→ Exercise description
Render as a Markdown table with the columns Row and Line the entries starting at the line containing "label the silver car, a point per instance." and going on through the line containing "label the colorful banner, a", both ends included. Number each row and skip any blank lines.

→ Records provided
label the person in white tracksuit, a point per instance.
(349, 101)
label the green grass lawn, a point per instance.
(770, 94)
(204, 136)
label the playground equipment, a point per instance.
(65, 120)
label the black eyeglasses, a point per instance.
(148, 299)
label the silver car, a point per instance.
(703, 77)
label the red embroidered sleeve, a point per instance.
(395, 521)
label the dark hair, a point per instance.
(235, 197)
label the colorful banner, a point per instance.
...
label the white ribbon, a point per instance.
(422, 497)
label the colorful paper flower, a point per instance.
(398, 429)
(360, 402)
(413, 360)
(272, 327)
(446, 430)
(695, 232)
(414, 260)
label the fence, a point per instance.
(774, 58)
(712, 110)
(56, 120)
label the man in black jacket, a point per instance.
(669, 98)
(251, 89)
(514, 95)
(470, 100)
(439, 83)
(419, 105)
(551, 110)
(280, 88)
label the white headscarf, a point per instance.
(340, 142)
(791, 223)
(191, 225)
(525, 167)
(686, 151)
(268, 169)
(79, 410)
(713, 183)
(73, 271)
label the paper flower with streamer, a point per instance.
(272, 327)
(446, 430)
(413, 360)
...
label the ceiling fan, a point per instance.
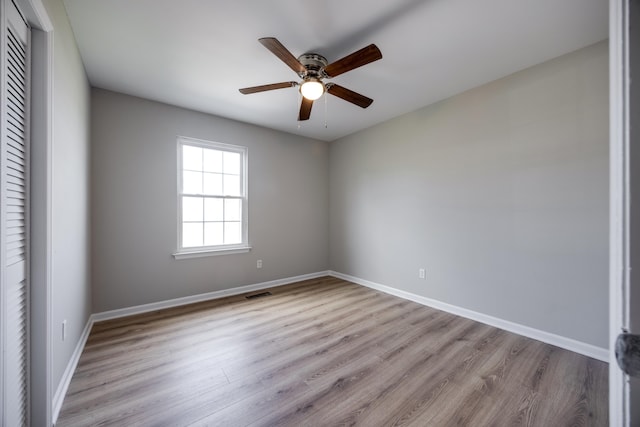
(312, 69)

→ Response to the exercise
| Row | Line |
|---|---|
| 1 | label the silver car, a point per instance. |
| 2 | (703, 77) |
| 3 | label the red embroidered sleeve, a point per instance. |
| 4 | (395, 521) |
| 5 | label the dark hair, a point per instance. |
| 6 | (235, 197) |
| 7 | label the colorful banner, a point per instance. |